-- Start Dataset records --

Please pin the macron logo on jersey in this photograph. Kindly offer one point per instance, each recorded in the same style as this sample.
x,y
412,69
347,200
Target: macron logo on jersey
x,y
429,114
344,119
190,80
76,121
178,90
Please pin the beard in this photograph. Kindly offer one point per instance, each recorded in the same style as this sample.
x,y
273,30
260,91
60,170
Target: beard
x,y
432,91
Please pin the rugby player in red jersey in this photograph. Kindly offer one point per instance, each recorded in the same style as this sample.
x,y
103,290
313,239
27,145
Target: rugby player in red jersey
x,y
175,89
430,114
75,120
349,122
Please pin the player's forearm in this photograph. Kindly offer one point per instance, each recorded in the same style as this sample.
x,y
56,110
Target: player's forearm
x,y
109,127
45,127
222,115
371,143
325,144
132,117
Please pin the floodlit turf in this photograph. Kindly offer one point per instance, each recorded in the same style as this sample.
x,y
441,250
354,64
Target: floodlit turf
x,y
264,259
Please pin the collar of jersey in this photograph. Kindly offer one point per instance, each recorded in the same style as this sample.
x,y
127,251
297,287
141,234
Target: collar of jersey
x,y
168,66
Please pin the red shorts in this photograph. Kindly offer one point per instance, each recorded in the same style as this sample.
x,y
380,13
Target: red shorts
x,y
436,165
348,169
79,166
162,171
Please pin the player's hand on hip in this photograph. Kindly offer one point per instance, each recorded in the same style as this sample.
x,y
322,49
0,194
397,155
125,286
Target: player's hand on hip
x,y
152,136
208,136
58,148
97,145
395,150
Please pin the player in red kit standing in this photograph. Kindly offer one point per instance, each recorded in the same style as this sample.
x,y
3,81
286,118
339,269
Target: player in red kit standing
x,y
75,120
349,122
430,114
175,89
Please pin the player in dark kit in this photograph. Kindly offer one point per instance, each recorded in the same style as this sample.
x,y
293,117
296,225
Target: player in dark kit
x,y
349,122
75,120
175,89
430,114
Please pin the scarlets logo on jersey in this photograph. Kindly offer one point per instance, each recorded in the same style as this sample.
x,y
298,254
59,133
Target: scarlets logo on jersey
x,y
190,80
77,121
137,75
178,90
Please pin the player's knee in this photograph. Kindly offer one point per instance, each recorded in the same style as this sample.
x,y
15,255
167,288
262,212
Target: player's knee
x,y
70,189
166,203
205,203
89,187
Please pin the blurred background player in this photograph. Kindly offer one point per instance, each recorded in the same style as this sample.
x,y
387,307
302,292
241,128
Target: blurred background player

-- End Dataset records --

Give the lines from the one containing "Please pin the player in red" through the end of the records as a JSON list of strings, one string per line, with blank lines left out.

[
  "Please pin the player in red kit standing in this photograph. Kindly offer one point per instance, each recorded in the same style as this sample.",
  "x,y",
  "3,81",
  "286,118",
  "339,269",
  "Target: player in red kit standing",
  "x,y",
  "75,120",
  "349,122",
  "430,114",
  "175,89",
  "Please pin the player in dark kit in this photograph. Kindly offer one point per instance, each recorded in the same style as this sample.",
  "x,y",
  "293,117",
  "296,225",
  "Target: player in dark kit",
  "x,y",
  "349,122",
  "75,120",
  "175,89",
  "430,114",
  "Please pin the scarlets logo on jersey in this photograph. Kindly offer one point per instance, each recorded in the same style as this sample.",
  "x,y",
  "298,254",
  "59,133",
  "Target: scarlets logo on jersey",
  "x,y",
  "190,80",
  "77,121",
  "137,75",
  "178,90",
  "Please pin the player's knee in this photograph. Kindly offer one point per instance, each recorded in the same style as this sample.",
  "x,y",
  "15,255",
  "167,288",
  "262,212",
  "Target: player's knee",
  "x,y",
  "70,189",
  "166,203",
  "205,203",
  "89,187",
  "Please pin the blurred background player in this photograph. Kindly offer one point per instance, each recorded in the same style as this sample.",
  "x,y",
  "387,307",
  "302,292",
  "241,128",
  "Target: blurred background player"
]